Retype the records below word for word, starting at the line that contains "ivy on building" and ending at the line that contains "(1035, 148)", both included.

[Items listed in a dataset]

****************

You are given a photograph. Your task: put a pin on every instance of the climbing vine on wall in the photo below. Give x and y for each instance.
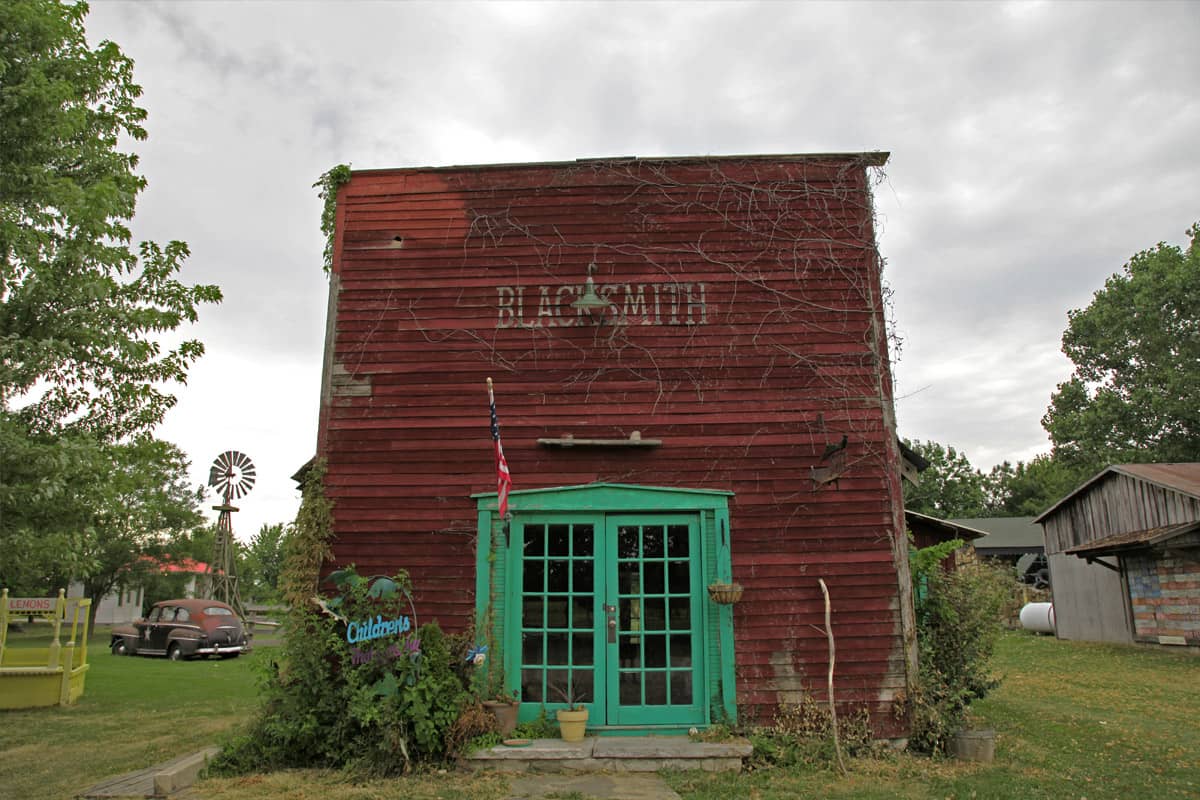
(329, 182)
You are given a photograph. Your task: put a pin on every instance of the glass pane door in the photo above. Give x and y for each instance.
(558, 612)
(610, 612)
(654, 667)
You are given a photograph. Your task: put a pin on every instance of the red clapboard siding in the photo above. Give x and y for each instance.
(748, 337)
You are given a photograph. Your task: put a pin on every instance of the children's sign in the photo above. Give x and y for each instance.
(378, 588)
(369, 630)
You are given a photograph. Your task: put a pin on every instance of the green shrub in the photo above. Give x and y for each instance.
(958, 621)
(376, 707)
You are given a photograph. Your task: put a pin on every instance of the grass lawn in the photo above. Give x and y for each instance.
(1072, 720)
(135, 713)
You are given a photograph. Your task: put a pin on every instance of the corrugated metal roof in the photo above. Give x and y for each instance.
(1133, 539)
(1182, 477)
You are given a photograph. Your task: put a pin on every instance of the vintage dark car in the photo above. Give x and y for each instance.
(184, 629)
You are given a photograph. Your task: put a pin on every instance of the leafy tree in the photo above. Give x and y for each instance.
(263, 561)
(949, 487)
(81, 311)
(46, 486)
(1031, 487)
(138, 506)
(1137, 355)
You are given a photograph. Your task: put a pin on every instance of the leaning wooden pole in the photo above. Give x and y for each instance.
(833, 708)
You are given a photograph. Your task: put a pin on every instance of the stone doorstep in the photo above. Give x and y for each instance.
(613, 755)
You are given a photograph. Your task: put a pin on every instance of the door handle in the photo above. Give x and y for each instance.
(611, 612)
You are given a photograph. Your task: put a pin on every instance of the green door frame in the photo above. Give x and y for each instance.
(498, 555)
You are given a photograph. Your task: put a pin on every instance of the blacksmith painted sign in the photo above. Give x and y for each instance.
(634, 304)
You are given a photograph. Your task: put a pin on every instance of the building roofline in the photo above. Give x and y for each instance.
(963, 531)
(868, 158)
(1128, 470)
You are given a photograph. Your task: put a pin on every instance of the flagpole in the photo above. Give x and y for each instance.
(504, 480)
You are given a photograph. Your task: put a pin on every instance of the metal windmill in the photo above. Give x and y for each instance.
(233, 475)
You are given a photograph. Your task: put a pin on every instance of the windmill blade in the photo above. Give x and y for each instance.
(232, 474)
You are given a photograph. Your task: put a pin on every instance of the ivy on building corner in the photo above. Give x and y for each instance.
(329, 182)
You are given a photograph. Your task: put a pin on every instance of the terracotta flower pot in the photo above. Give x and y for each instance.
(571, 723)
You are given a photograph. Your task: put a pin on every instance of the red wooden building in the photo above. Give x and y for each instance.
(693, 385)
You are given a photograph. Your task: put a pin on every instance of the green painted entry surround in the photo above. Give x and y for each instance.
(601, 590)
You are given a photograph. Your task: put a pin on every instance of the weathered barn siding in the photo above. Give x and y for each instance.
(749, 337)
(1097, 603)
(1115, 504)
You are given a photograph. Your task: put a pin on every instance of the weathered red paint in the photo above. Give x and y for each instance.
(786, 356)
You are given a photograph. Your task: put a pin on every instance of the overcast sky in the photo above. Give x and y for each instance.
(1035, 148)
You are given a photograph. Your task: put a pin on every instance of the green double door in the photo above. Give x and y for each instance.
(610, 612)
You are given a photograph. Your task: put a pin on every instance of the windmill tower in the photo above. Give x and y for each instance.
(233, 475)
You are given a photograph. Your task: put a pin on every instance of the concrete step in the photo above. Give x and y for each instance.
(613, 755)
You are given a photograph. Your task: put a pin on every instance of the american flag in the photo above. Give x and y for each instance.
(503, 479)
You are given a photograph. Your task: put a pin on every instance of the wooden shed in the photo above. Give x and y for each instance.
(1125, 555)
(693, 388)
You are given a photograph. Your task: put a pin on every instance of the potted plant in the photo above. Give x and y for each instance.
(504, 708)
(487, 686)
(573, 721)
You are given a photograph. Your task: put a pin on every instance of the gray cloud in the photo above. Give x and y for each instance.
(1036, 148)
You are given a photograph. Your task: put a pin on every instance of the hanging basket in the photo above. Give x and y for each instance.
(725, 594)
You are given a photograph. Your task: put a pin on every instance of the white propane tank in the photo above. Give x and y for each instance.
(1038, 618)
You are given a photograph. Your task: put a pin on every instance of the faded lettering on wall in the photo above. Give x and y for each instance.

****************

» **Result**
You are given a photograph. Your task: put a pin on every instance of the ivy on building corner in the photo above. Give x and y for each instance.
(329, 182)
You are given a photograph. Your task: put a pin on every instance of the terracotta flower pot in the photo above. Give x and y for each instance.
(571, 723)
You are given a photograph. Your task: put a pin on every instance of the red wooden building in the photo above. Give x and y for each instance.
(693, 385)
You are given a photograph. Your task: put a pin on every instance of the green painted entry surround in the photo above. Give x and y for each instance.
(601, 590)
You are given a photograph. Your task: put a pin on every instance of the weathered barn siding in the photo above. Give x and y for each instance.
(749, 337)
(1097, 603)
(1115, 504)
You are given a photograph. Your task: put a pin on every instance of the weathered red paint in the photo above. Give x and y for each instance.
(786, 356)
You are given a photograph. Your task: put a pin on every instance of the overcast sky in the photo above. Give x and y for each instance.
(1035, 148)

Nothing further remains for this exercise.